YOUR OBJECTIVE: Pull out every line of the entries from the one containing "Where can the license" through the final line, inclusive, and reproduce them with no changes.

--- EXTRACTED RECORDS ---

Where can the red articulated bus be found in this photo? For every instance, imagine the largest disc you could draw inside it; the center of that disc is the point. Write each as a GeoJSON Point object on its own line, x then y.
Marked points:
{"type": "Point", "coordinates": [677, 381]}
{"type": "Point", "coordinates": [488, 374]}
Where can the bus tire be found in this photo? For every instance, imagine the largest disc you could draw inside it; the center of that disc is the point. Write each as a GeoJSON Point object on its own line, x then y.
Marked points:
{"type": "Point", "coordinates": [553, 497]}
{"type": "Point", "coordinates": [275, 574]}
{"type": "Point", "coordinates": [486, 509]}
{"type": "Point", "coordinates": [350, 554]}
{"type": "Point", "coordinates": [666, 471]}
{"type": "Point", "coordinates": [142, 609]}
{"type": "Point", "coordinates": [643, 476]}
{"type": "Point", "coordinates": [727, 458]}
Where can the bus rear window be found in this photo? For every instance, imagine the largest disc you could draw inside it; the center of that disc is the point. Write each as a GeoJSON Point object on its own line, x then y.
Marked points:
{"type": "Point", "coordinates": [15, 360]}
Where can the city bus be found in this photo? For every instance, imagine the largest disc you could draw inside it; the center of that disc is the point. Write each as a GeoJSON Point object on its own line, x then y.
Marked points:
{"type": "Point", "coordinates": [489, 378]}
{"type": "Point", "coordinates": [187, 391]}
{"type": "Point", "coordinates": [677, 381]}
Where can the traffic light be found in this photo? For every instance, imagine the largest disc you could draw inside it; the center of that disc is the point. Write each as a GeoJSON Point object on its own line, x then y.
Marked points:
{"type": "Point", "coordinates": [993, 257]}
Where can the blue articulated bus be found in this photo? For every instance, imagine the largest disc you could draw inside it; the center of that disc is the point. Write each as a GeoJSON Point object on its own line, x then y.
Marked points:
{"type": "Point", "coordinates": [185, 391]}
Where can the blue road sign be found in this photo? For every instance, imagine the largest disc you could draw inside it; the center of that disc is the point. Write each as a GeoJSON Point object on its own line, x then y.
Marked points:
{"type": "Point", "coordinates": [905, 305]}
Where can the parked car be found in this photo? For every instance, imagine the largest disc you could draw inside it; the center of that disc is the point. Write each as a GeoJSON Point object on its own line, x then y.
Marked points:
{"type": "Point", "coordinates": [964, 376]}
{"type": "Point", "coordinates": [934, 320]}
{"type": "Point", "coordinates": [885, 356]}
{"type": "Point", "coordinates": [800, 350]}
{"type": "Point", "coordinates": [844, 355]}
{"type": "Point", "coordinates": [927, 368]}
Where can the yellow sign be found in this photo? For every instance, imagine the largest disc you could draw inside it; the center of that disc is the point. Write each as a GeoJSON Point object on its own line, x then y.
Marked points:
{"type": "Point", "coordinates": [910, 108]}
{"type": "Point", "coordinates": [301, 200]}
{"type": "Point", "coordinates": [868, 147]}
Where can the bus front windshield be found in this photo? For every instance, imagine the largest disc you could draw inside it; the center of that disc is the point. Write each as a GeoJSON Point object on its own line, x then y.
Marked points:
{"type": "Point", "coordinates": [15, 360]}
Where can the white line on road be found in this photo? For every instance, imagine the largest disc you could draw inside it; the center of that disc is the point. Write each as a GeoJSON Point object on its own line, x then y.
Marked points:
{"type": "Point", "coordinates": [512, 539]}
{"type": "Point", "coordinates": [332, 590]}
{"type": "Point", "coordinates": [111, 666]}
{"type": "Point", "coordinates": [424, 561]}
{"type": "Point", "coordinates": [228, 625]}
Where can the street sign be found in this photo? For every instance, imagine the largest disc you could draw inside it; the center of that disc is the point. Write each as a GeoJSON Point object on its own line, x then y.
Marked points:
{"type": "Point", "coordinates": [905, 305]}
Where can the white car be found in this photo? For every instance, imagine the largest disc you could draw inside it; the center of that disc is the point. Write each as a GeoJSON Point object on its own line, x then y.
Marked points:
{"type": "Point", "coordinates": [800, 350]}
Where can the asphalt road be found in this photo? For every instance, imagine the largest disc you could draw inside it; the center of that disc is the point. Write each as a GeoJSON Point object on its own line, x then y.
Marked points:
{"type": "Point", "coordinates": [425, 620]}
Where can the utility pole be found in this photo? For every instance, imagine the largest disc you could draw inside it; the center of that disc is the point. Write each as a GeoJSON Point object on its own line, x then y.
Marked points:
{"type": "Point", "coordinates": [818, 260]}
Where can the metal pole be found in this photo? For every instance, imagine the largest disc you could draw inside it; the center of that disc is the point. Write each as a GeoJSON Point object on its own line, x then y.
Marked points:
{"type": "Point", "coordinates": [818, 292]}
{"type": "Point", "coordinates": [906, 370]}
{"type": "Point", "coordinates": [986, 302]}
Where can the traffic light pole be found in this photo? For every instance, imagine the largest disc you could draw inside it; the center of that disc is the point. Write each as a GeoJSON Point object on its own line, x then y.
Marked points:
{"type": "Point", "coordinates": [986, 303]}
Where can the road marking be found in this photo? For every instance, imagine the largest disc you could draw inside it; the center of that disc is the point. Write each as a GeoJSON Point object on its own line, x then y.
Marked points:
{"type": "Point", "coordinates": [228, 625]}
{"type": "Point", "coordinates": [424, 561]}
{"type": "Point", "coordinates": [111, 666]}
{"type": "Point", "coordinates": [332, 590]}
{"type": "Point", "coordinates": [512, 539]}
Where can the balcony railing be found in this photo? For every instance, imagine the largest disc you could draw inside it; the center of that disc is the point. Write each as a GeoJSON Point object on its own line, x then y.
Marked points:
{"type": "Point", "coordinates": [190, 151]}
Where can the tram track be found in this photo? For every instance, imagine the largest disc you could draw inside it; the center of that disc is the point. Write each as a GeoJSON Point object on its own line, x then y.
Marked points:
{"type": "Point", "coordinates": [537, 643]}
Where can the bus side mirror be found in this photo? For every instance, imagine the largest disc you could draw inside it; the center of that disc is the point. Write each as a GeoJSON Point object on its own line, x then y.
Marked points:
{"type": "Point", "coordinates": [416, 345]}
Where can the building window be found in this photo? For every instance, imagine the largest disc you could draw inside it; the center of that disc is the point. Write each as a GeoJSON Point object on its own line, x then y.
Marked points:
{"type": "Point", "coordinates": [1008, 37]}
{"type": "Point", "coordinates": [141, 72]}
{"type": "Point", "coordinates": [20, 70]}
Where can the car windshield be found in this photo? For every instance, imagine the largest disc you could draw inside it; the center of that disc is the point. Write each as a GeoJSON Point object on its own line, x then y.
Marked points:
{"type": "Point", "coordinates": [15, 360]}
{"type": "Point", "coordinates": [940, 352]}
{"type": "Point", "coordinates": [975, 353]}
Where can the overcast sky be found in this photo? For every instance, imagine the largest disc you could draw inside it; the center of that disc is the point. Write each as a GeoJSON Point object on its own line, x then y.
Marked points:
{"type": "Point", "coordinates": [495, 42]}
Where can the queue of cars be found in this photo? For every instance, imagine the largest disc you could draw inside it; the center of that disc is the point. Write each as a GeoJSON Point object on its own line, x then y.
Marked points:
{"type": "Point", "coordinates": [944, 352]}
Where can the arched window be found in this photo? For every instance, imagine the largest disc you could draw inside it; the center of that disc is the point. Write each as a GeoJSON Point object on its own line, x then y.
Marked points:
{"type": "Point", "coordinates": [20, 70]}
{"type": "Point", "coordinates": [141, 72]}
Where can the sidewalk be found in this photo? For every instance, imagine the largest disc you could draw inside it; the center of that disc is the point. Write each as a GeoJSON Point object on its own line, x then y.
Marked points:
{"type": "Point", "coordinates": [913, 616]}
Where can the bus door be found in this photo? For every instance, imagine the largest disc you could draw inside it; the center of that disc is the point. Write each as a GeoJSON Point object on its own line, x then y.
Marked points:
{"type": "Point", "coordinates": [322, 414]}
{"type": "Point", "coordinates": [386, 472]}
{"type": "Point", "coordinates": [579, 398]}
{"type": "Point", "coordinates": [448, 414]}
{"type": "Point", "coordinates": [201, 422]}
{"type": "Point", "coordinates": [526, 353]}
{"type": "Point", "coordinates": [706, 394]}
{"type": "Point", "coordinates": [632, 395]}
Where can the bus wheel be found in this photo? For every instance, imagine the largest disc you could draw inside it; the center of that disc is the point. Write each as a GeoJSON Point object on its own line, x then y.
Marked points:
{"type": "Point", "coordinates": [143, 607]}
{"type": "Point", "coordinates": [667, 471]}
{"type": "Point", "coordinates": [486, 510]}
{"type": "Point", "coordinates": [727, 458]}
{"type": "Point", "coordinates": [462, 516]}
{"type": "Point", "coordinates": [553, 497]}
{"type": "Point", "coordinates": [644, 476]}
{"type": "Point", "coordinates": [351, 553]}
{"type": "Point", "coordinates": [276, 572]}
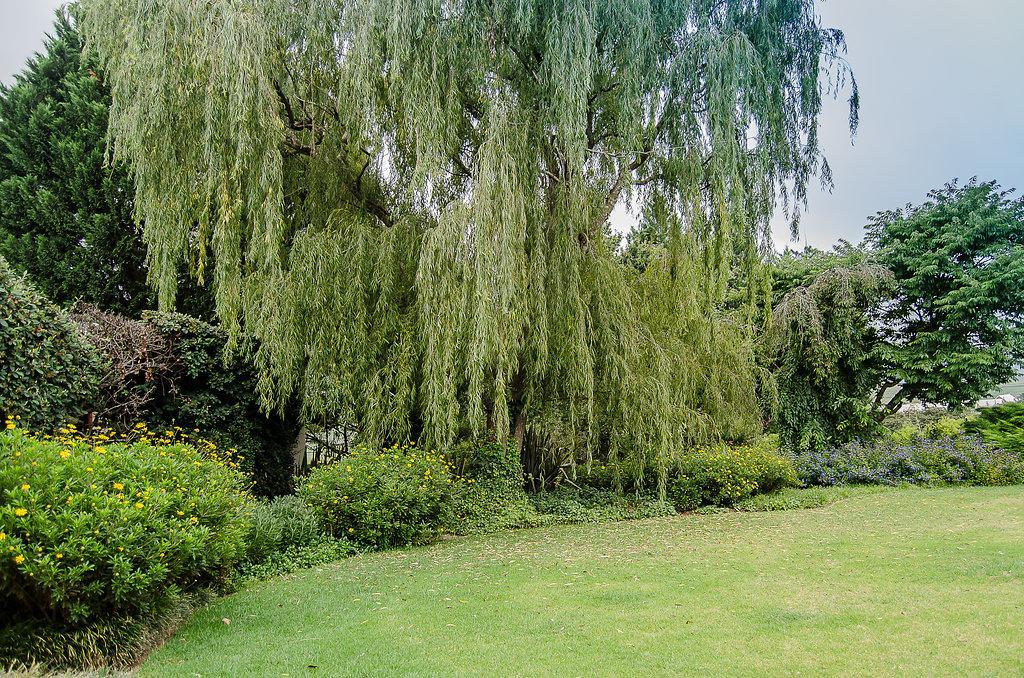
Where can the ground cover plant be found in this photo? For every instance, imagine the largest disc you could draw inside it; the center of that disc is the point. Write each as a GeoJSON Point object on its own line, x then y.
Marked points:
{"type": "Point", "coordinates": [924, 581]}
{"type": "Point", "coordinates": [941, 460]}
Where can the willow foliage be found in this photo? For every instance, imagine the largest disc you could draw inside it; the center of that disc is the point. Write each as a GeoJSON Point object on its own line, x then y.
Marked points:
{"type": "Point", "coordinates": [402, 204]}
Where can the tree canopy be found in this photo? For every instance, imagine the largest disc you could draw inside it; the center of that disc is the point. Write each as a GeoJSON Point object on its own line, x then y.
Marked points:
{"type": "Point", "coordinates": [406, 203]}
{"type": "Point", "coordinates": [929, 307]}
{"type": "Point", "coordinates": [954, 327]}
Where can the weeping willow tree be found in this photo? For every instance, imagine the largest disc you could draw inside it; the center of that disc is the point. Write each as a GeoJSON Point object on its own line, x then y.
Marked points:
{"type": "Point", "coordinates": [402, 206]}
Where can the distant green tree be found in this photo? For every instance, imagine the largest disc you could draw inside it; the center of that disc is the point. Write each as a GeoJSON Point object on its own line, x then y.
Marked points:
{"type": "Point", "coordinates": [65, 218]}
{"type": "Point", "coordinates": [954, 326]}
{"type": "Point", "coordinates": [800, 268]}
{"type": "Point", "coordinates": [930, 308]}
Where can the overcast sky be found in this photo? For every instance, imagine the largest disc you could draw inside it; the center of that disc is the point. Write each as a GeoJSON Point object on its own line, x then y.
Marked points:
{"type": "Point", "coordinates": [941, 98]}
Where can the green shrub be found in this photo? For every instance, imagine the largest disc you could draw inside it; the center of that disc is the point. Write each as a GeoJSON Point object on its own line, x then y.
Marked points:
{"type": "Point", "coordinates": [321, 551]}
{"type": "Point", "coordinates": [93, 532]}
{"type": "Point", "coordinates": [1001, 426]}
{"type": "Point", "coordinates": [728, 475]}
{"type": "Point", "coordinates": [48, 374]}
{"type": "Point", "coordinates": [907, 428]}
{"type": "Point", "coordinates": [385, 498]}
{"type": "Point", "coordinates": [790, 499]}
{"type": "Point", "coordinates": [570, 505]}
{"type": "Point", "coordinates": [486, 460]}
{"type": "Point", "coordinates": [221, 399]}
{"type": "Point", "coordinates": [280, 524]}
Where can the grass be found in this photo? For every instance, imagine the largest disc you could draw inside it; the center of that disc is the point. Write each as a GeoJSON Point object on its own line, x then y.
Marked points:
{"type": "Point", "coordinates": [914, 581]}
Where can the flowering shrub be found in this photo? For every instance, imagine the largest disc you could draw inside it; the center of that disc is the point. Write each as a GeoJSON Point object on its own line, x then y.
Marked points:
{"type": "Point", "coordinates": [383, 498]}
{"type": "Point", "coordinates": [92, 531]}
{"type": "Point", "coordinates": [728, 475]}
{"type": "Point", "coordinates": [942, 460]}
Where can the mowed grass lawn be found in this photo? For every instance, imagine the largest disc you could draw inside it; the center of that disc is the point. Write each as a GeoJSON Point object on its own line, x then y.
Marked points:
{"type": "Point", "coordinates": [927, 582]}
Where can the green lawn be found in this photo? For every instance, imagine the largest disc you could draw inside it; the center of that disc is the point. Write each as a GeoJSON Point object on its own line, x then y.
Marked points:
{"type": "Point", "coordinates": [927, 582]}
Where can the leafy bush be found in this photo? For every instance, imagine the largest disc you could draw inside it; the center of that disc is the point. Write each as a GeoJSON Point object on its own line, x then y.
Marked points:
{"type": "Point", "coordinates": [1001, 426]}
{"type": "Point", "coordinates": [280, 524]}
{"type": "Point", "coordinates": [943, 460]}
{"type": "Point", "coordinates": [48, 373]}
{"type": "Point", "coordinates": [907, 428]}
{"type": "Point", "coordinates": [170, 370]}
{"type": "Point", "coordinates": [485, 460]}
{"type": "Point", "coordinates": [384, 498]}
{"type": "Point", "coordinates": [728, 475]}
{"type": "Point", "coordinates": [92, 532]}
{"type": "Point", "coordinates": [568, 505]}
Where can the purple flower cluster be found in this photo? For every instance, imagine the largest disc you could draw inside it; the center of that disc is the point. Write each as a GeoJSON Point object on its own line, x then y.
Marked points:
{"type": "Point", "coordinates": [943, 460]}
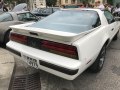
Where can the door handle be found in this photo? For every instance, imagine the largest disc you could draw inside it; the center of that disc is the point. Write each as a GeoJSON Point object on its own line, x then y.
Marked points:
{"type": "Point", "coordinates": [112, 29]}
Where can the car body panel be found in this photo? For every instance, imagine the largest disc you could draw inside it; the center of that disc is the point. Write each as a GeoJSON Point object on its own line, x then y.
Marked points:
{"type": "Point", "coordinates": [88, 46]}
{"type": "Point", "coordinates": [4, 26]}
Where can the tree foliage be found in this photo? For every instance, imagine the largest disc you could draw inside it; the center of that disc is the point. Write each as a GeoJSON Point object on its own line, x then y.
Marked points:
{"type": "Point", "coordinates": [110, 2]}
{"type": "Point", "coordinates": [51, 2]}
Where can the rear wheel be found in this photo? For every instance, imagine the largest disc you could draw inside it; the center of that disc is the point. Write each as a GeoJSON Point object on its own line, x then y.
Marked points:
{"type": "Point", "coordinates": [116, 36]}
{"type": "Point", "coordinates": [98, 64]}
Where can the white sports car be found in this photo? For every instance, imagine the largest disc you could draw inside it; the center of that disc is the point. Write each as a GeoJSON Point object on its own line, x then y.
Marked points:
{"type": "Point", "coordinates": [67, 42]}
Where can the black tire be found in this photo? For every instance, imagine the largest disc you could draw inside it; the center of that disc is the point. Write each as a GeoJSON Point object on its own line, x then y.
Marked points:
{"type": "Point", "coordinates": [99, 62]}
{"type": "Point", "coordinates": [116, 36]}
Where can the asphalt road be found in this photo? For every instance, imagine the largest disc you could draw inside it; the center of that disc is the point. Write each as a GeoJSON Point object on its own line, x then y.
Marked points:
{"type": "Point", "coordinates": [107, 79]}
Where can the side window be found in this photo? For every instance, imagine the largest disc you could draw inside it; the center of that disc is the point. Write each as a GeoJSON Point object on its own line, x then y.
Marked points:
{"type": "Point", "coordinates": [109, 17]}
{"type": "Point", "coordinates": [96, 21]}
{"type": "Point", "coordinates": [26, 17]}
{"type": "Point", "coordinates": [6, 17]}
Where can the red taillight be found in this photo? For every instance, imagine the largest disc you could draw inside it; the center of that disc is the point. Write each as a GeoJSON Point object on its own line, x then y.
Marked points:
{"type": "Point", "coordinates": [18, 38]}
{"type": "Point", "coordinates": [61, 49]}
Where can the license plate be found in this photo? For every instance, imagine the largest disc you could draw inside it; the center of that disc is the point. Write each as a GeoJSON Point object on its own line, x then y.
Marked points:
{"type": "Point", "coordinates": [32, 62]}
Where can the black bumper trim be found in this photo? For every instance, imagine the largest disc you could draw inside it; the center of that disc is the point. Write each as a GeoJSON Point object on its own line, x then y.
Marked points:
{"type": "Point", "coordinates": [14, 51]}
{"type": "Point", "coordinates": [58, 68]}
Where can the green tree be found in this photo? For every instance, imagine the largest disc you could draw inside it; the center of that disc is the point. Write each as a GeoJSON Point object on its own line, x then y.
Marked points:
{"type": "Point", "coordinates": [51, 2]}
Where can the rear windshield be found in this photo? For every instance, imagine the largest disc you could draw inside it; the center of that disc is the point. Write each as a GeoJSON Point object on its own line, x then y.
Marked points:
{"type": "Point", "coordinates": [69, 21]}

---

FINISHED TASK:
Where can the license plate be found in this photo? For every instance, imagine the largest disc you could draw inside it; the center of that disc is the point. Write each as a GeoJSON Point object on its own line, x then y.
Marked points:
{"type": "Point", "coordinates": [32, 62]}
Where can the black bumper trim be found in this photo? For every instance, imagine the largest disc you could draw inside it; the center of that disc is the point. Write each as a GeoJSON Point object on its own line, x then y.
Marked points:
{"type": "Point", "coordinates": [14, 51]}
{"type": "Point", "coordinates": [58, 68]}
Where can the green tree be found in this photo? For every instance, imagine the largest disc you could draw inside it; the center of that disc is the point. Write each as a GeoJSON Point object on its own line, x then y.
Marked points:
{"type": "Point", "coordinates": [51, 2]}
Where can the rear windshield be found in this photo? For every instance, imagine the largest disc you could draw inside it; the center of that disc is the point. Write each as a GeoJSON Point object on its own line, x then y.
Marked points:
{"type": "Point", "coordinates": [69, 21]}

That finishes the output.